[EXERCISE DATA — start]
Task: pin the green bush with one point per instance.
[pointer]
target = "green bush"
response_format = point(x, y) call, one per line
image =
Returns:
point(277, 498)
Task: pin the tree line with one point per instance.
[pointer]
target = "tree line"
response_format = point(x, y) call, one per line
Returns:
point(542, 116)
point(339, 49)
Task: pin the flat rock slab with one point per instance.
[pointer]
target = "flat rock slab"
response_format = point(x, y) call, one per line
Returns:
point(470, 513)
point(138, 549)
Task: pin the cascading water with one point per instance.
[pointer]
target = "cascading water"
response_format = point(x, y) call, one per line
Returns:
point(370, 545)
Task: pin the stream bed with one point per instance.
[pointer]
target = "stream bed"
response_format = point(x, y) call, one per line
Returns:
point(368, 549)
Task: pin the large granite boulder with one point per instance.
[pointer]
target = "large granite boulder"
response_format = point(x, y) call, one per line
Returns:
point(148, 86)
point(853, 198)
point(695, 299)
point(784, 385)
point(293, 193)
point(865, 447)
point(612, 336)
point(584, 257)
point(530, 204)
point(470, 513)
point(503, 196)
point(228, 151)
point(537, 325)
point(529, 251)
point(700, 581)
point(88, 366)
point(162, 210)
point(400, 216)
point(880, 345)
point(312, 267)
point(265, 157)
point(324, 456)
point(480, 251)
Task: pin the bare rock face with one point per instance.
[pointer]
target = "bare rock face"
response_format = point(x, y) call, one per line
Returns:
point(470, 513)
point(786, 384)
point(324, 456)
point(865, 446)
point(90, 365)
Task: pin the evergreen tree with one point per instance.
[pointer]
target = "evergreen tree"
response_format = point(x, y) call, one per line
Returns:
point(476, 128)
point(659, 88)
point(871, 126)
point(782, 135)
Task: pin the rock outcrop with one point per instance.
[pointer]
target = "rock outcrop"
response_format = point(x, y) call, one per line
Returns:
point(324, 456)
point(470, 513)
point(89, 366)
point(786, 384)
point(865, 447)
[EXERCISE DATA — finish]
__TASK DIRECTIONS__: Could you reproduce all the records exactly?

__FINISHED TASK__:
Task: pin the green bush with one point per instance.
[pointer]
target = "green bush"
response_format = point(x, y) call, one per line
image =
Returns:
point(277, 498)
Task: pin the tree line with one point per instance.
[pointer]
target = "tree line"
response_format = point(x, y) call, one per line
Returns:
point(542, 116)
point(339, 49)
Task: pin the flat rock slab with one point per instance.
[pointer]
target = "flat rock slab"
response_format = point(x, y) call, one per line
Returns:
point(470, 513)
point(138, 549)
Task: pin the cascading water with one point per instance.
[pointer]
target = "cascading water"
response_format = point(x, y) call, one per line
Returns:
point(370, 545)
Task: pin the stream bed with one point per instance.
[pointer]
target = "stream bed"
response_format = point(x, y) call, one per line
Returns:
point(368, 549)
Task: pin the large granite boulder with one point per instance.
[pointer]
target = "large granite boulder"
response_format = point(x, y) call, one per line
Returns:
point(148, 86)
point(853, 198)
point(695, 299)
point(784, 385)
point(293, 193)
point(865, 447)
point(612, 336)
point(584, 257)
point(530, 204)
point(470, 513)
point(503, 196)
point(228, 151)
point(537, 325)
point(529, 251)
point(700, 581)
point(88, 366)
point(162, 210)
point(400, 216)
point(880, 345)
point(312, 267)
point(265, 157)
point(324, 456)
point(480, 251)
Task: pin the bare rock face with one point per instance.
[pointer]
target = "bare rock face"
response_format = point(x, y) call, one per line
Returns:
point(470, 513)
point(786, 384)
point(324, 456)
point(865, 446)
point(90, 365)
Task: pin the evergreen tree with one point per instance.
[pointer]
target = "evergreen tree"
response_format = point(x, y) call, one per line
Returns:
point(476, 128)
point(659, 88)
point(871, 126)
point(782, 135)
Task: pin the rock outcrop with one point per instance.
[pointer]
target = "rock outcrop"
response_format = point(x, y) call, one per line
Returns:
point(324, 456)
point(470, 513)
point(89, 366)
point(786, 384)
point(865, 447)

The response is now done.